··· Data extract

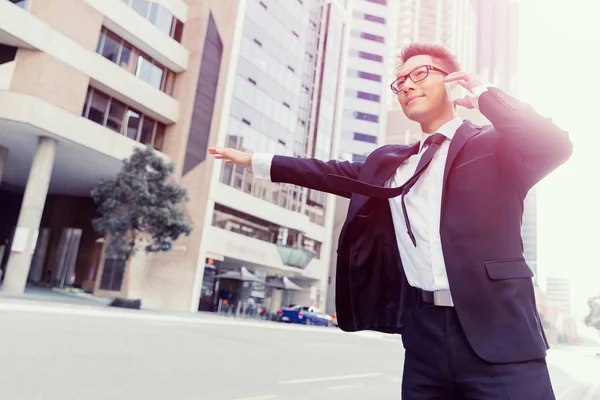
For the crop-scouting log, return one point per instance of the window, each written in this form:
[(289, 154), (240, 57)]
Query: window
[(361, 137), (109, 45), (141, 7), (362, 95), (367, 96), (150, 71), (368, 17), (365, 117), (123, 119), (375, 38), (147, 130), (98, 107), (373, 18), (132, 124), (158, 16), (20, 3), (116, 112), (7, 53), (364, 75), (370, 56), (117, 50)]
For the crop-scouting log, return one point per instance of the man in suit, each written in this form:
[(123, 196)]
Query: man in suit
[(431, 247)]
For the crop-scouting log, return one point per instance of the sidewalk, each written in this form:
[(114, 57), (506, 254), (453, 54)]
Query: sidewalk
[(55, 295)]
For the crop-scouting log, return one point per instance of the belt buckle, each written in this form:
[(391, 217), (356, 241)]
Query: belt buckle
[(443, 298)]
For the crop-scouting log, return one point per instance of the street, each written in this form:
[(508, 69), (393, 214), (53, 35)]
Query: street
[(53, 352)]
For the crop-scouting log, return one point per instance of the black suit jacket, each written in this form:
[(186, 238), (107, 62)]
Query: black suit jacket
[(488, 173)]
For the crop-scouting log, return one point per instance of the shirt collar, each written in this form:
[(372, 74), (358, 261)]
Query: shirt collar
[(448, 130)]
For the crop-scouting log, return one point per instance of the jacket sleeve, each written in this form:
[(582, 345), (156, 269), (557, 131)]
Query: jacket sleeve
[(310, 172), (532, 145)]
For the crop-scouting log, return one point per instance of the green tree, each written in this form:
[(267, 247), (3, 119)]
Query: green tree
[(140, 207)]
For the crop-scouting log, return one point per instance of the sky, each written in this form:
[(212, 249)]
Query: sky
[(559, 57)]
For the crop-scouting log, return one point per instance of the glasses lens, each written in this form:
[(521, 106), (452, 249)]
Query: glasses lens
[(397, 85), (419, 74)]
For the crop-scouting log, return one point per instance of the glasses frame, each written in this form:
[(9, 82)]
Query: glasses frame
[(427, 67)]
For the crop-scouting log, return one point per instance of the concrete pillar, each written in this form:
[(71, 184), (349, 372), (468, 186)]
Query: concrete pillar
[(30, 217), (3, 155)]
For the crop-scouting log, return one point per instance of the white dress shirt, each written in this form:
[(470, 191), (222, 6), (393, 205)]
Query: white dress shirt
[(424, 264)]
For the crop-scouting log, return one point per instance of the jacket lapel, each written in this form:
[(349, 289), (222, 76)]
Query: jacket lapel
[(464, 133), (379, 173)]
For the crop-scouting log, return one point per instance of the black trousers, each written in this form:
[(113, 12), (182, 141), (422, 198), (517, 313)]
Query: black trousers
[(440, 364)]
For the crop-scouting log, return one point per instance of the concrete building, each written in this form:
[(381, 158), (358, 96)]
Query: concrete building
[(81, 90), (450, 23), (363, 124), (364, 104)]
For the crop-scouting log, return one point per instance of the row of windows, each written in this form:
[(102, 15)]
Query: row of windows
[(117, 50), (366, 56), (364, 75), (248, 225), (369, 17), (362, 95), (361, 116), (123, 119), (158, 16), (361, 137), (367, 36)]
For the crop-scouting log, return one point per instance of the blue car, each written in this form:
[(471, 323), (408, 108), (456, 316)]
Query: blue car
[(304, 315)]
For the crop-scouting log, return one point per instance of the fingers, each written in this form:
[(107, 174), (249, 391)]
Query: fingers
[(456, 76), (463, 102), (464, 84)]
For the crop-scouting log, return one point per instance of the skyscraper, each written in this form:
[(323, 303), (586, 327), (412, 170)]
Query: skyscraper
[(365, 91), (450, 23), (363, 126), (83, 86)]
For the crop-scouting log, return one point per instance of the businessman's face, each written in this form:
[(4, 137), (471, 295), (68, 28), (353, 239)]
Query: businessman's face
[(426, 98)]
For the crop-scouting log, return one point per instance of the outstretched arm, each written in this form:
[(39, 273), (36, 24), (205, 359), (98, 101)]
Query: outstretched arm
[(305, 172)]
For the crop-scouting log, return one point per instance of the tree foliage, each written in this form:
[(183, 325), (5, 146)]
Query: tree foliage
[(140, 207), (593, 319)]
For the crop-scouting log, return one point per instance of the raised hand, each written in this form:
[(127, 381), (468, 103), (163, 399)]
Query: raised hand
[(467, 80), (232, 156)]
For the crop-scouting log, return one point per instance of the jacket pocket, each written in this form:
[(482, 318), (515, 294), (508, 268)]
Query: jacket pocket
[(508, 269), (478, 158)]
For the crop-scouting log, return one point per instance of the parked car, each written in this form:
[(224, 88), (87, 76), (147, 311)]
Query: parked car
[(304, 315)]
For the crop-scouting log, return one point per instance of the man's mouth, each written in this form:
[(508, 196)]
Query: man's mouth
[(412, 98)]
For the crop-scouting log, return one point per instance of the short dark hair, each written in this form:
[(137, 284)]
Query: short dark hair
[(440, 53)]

······

_The problem_:
Repeat the entries verbatim; no pictures.

_Final answer_:
For the crop-scouting log, return one point per instance of the window, each written in this form:
[(289, 154), (240, 57)]
Query: window
[(361, 137), (109, 45), (141, 7), (362, 95), (367, 96), (150, 71), (368, 17), (365, 117), (123, 119), (375, 38), (147, 130), (98, 107), (373, 18), (132, 124), (158, 16), (20, 3), (116, 112), (7, 53), (364, 75), (370, 56), (117, 50)]
For the crop-scouting log, return one point per instance of the man in suit, each written in this form:
[(123, 196)]
Query: man in suit
[(431, 247)]
For the crop-scouting log, return one point per instance of the sidewalk, each written in this form:
[(114, 57), (506, 254), (453, 54)]
Query: sidewalk
[(55, 295)]
For the crop-scouting log, return one point per instance of the belt buckle, each written in this form:
[(391, 217), (356, 241)]
Query: belt buckle
[(443, 298)]
For the crop-scouting log, return one point per instance of the street, each written in this form:
[(508, 69), (393, 214), (53, 35)]
Query: street
[(53, 352)]
For the crop-scouting log, return one point per instance of the black suit jacket, each written in this form:
[(186, 238), (107, 62)]
Query: black suit jacket
[(488, 173)]
For the crop-scouting log, return one point per instance of the shirt collar, each written in this form:
[(372, 74), (358, 261)]
Query: shirt collar
[(448, 130)]
For the crop-scouting log, return one point per instance of the jacket sleeve, each written in this form:
[(582, 345), (156, 269), (557, 131)]
Query: jacket sleeve
[(310, 172), (532, 145)]
For the crop-scouting log, return one point per instance of the green tree, each written in this form:
[(267, 247), (3, 119)]
Query: green tree
[(140, 207)]
For the crop-scouting log, return one point per instance of the sky, each written in this form:
[(212, 249)]
Query: sky
[(559, 57)]
For the crop-scouting log, return one point per instance of the glasses lens, each written in this form:
[(521, 106), (452, 249)]
Query: glasses lens
[(397, 85), (419, 74)]
For the crop-scouting log, return one point per instance of the glasses frame, each written in this form:
[(9, 82)]
Query: glasses frame
[(427, 67)]
For the crop-scouting log, return one point per instance of the concrete pillar, each written in this form:
[(71, 184), (349, 372), (468, 186)]
Query: concrete pillar
[(30, 217), (3, 155)]
For the crop-scouting log, return one point per instance of the white dress shirt, each written in this form:
[(470, 191), (222, 6), (393, 205)]
Query: white dress shirt
[(424, 264)]
For the crop-scouting log, return one point per instance of the jacket lapel, each written in this form:
[(349, 289), (222, 76)]
Query: jacket lapel
[(464, 133), (379, 173)]
For the crop-scouting log, return one point per instance of the black trousers, each written in this form:
[(113, 12), (182, 141), (422, 198), (517, 313)]
Query: black trousers
[(440, 364)]
For the crop-scouting log, return one point per instance of the concrete building, each written in this form:
[(381, 158), (358, 96)]
Query: concrete building
[(81, 90), (450, 23), (363, 124), (364, 104)]
For the crop-scouting log, return one point per instance of the row of windows, each written in this form:
[(102, 15)]
Query: row of windows
[(117, 50), (366, 56), (364, 75), (248, 225), (369, 17), (362, 95), (361, 116), (123, 119), (158, 16), (361, 137), (367, 36)]
For the crop-scouting log, return one point per instance of the blue car, each written in this form:
[(471, 323), (408, 108), (456, 316)]
Query: blue car
[(304, 315)]
For the crop-scouting log, return one point per instance of the fingers, each written in this form:
[(107, 174), (249, 391)]
Query: fingers
[(456, 76), (463, 102), (464, 84)]
For the crop-scouting log, return one point per instance of the skyscraper, each written in this form:
[(323, 303), (586, 327), (412, 170)]
Query: skyscraper
[(365, 91), (450, 23), (363, 126), (83, 86)]
For the crop-scouting log, return one point per instance of the businessman's face, each written in this form:
[(4, 137), (471, 295), (68, 28), (353, 239)]
Query: businessman's face
[(426, 98)]
For the crop-scouting log, return one point per instance of the outstretched arm, each written in this form:
[(39, 273), (36, 24), (205, 359), (98, 101)]
Query: outstretched arm
[(305, 172)]
For the crop-scouting log, return one point per instance of the tree foliage, each written in this form:
[(183, 325), (5, 146)]
Query: tree foliage
[(140, 207), (593, 319)]
For the crop-scouting log, return one point per instance of the raised hand, each written in this form:
[(127, 381), (468, 103), (163, 399)]
Query: raised hand
[(467, 80), (232, 156)]
For the crop-scouting log, return one point per instance of the jacket pocket, each written in this form:
[(482, 318), (515, 294), (508, 268)]
Query: jacket pocket
[(508, 269), (478, 158)]
For the crop-scouting log, return one point per instance of the parked car, each written in this form:
[(224, 88), (87, 76), (147, 311)]
Query: parked car
[(304, 315)]
For the crop-scouting log, return one point per instance of the man's mouth, each written in this form:
[(508, 196)]
Query: man's mouth
[(412, 98)]
For the crop-scouting log, return one point per instance of the short dark hair, each written in this form:
[(137, 284)]
Query: short dark hair
[(440, 53)]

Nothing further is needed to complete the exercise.